• [PROBLEM REQUIREMENTS] Produce an exact copy of the line containing "Target: patch of bare earth" and of every line after it in the material below, ending with the final line.

• [EXERCISE INPUTS]
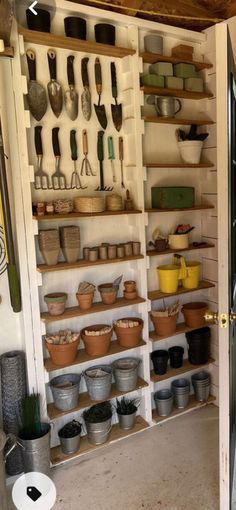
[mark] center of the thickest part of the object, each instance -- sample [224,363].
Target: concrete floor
[173,466]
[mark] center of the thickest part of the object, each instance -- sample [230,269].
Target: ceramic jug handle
[179,107]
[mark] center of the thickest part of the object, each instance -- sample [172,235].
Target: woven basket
[114,202]
[89,204]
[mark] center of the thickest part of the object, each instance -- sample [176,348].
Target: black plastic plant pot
[105,33]
[160,360]
[75,27]
[41,22]
[176,354]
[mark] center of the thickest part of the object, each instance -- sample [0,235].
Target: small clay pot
[96,345]
[56,302]
[63,355]
[85,301]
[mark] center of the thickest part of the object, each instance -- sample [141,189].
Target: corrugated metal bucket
[126,373]
[36,452]
[65,390]
[98,381]
[98,432]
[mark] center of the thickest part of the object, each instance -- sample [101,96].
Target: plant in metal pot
[70,437]
[98,422]
[126,410]
[34,436]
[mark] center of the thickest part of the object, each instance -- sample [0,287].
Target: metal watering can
[169,275]
[3,441]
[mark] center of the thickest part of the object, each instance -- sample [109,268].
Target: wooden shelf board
[185,94]
[97,307]
[8,52]
[178,165]
[195,208]
[49,217]
[154,253]
[152,58]
[85,400]
[57,457]
[193,404]
[83,357]
[154,295]
[180,329]
[70,43]
[63,266]
[176,120]
[175,372]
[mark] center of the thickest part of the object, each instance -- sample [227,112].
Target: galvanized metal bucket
[126,373]
[98,381]
[65,397]
[36,452]
[98,432]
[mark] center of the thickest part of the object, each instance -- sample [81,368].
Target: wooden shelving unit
[154,253]
[97,307]
[83,357]
[176,120]
[154,295]
[195,208]
[193,404]
[64,266]
[152,58]
[70,43]
[184,94]
[57,457]
[58,217]
[85,400]
[175,372]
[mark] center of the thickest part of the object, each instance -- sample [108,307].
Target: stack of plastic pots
[201,385]
[199,345]
[181,389]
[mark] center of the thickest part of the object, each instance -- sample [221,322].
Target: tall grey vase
[13,388]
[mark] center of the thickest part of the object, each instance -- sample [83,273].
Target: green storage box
[172,197]
[152,80]
[185,70]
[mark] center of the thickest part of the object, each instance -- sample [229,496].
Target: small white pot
[190,151]
[178,242]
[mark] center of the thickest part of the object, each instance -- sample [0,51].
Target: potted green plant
[69,436]
[126,409]
[34,436]
[98,422]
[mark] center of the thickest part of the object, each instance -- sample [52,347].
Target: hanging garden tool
[75,177]
[111,156]
[116,109]
[13,280]
[54,88]
[41,179]
[121,158]
[58,178]
[85,163]
[99,108]
[71,96]
[86,95]
[37,98]
[100,154]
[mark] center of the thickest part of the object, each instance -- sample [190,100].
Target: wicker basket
[114,202]
[89,204]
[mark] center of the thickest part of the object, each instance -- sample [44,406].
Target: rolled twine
[13,388]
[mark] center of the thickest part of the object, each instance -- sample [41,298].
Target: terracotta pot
[129,337]
[85,301]
[63,355]
[56,302]
[96,345]
[194,314]
[164,326]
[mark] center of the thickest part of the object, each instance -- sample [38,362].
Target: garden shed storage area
[119,168]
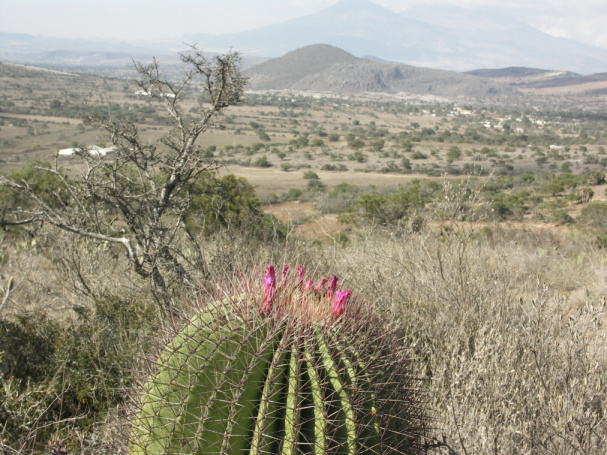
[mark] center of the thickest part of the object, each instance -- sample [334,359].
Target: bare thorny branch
[119,197]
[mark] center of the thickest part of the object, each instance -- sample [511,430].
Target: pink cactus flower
[332,287]
[269,289]
[300,273]
[339,302]
[283,277]
[321,284]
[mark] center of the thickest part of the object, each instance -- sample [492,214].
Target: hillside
[547,82]
[324,68]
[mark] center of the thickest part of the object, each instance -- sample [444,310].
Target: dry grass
[509,333]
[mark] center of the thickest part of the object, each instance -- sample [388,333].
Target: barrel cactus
[287,368]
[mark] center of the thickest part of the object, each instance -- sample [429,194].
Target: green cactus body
[236,380]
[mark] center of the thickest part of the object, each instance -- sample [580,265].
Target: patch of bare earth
[308,223]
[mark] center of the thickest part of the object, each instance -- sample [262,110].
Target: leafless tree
[119,197]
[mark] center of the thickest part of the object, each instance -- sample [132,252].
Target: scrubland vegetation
[486,251]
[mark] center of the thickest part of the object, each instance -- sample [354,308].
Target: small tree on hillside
[137,197]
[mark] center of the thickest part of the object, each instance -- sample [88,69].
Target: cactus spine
[285,374]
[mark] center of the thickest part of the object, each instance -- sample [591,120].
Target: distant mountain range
[431,36]
[324,68]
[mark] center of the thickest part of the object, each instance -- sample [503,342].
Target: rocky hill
[324,68]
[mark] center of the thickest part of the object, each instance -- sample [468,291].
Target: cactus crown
[296,368]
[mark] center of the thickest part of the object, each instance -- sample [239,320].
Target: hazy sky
[581,20]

• [ANSWER SECTION]
Target: patch of bare earth
[308,223]
[mark] center of the thickest part of the object, each instance -- sample [262,110].
Target: leafless tree
[119,197]
[mark] center of the thickest part of the object, each instance -- sample [132,252].
Target: scrubland vegetation
[486,251]
[mark] center of the thickest part of the object, each instance -- sample [354,308].
Target: small tree on hillside
[137,197]
[mark] center of the thickest part of the object, each instance -- sample [88,69].
Target: cactus spine
[285,374]
[mark] center of the thickest part of the object, each instance -- sample [591,120].
Target: distant mountain range
[431,36]
[324,68]
[mark] center of the thickest part of the object, each instance -- sample [503,342].
Target: rocky hill
[324,68]
[mark] center of the thickest part of the object, each instance -- sample [468,291].
Target: cactus crown
[296,368]
[mark] center of the thickest part of the object, each instance -- sample [239,320].
Target: hazy sky
[581,20]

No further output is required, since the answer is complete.